## EXERCISE GOAL
Could you transcribe every record below exactly as written, excluding the pictures?

(Collected data entries)
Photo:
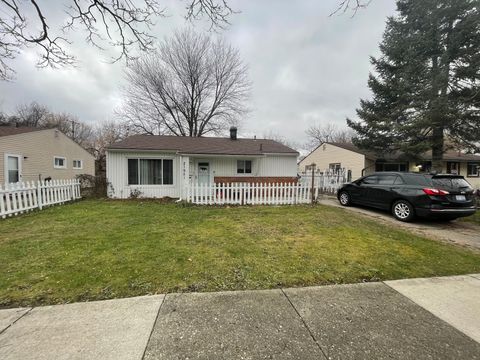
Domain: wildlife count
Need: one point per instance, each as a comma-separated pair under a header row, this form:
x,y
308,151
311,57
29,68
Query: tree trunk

## WRITTEN SOLUTION
Photo:
Domain: wildlife count
Need: one point per instance, each as a comma-separated pair under a header row, this form:
x,y
308,151
311,57
29,68
Query: tree trunk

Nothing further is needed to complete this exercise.